§ **Stated problem**
Find every line in the entries below that contains the word "white", and copy each of those lines.

╭──

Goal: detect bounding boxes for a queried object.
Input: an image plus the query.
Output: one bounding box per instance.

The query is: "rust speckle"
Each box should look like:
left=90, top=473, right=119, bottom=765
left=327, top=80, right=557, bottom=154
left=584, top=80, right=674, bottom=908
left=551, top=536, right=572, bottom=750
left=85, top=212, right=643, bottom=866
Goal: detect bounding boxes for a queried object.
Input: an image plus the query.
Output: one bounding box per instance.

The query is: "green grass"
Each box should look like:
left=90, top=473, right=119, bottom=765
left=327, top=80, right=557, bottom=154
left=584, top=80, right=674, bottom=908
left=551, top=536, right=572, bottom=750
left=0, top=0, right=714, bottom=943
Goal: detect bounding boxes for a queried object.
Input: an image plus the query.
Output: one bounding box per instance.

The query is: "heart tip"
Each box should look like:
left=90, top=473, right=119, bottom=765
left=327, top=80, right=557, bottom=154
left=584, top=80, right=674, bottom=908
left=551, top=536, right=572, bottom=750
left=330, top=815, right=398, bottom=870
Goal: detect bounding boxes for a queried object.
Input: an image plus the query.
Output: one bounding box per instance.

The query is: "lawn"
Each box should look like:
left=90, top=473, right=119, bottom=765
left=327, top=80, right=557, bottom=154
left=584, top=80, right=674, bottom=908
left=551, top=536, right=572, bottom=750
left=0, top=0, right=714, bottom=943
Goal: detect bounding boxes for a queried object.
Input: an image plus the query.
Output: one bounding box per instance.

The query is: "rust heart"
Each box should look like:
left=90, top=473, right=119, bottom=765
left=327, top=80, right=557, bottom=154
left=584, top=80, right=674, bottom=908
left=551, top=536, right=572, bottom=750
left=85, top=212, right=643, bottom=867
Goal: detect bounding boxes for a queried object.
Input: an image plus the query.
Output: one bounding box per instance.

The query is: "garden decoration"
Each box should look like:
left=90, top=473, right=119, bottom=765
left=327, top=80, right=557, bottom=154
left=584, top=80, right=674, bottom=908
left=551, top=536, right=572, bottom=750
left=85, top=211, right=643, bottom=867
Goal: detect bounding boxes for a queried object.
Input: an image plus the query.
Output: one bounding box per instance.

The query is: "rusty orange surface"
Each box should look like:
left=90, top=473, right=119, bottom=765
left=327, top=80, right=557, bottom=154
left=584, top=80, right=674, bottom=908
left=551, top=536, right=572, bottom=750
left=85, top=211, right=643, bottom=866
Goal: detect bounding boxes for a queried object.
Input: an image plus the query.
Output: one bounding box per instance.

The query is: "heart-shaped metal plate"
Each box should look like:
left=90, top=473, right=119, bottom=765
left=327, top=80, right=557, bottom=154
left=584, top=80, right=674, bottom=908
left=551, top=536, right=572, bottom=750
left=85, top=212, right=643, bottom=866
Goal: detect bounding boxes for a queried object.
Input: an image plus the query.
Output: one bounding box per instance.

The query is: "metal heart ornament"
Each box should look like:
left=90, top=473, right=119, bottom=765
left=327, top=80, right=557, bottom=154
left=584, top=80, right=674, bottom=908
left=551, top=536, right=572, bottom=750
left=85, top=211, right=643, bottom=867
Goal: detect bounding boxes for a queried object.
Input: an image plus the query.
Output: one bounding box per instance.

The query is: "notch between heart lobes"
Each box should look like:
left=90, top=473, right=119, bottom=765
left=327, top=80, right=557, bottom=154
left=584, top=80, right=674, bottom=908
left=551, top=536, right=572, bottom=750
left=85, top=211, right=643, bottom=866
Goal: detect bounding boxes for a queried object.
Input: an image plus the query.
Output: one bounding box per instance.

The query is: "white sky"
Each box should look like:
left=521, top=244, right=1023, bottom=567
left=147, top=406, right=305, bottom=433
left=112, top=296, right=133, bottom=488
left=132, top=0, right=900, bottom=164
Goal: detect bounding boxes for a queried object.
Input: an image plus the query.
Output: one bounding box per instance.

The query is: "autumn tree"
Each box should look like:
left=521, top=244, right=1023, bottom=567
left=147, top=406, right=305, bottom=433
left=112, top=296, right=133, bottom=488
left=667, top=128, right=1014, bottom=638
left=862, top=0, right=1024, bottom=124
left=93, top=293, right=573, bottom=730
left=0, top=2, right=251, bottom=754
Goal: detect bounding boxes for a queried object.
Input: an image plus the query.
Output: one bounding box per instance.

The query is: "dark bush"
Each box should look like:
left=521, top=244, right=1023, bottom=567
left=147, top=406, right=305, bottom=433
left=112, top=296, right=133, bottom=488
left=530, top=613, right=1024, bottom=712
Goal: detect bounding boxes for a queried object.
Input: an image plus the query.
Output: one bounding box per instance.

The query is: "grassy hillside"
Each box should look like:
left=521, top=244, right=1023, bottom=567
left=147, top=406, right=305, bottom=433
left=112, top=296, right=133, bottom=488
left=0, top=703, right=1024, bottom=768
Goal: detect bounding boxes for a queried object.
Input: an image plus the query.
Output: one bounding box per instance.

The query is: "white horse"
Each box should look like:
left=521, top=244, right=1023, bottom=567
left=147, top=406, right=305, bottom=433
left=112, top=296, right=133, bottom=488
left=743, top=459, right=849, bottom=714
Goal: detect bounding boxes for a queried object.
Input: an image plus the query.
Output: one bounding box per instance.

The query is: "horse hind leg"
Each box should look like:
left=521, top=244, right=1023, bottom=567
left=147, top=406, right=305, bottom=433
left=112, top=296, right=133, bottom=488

╰──

§ **Response to the exercise**
The query is: "white sky"
The query is: "white horse"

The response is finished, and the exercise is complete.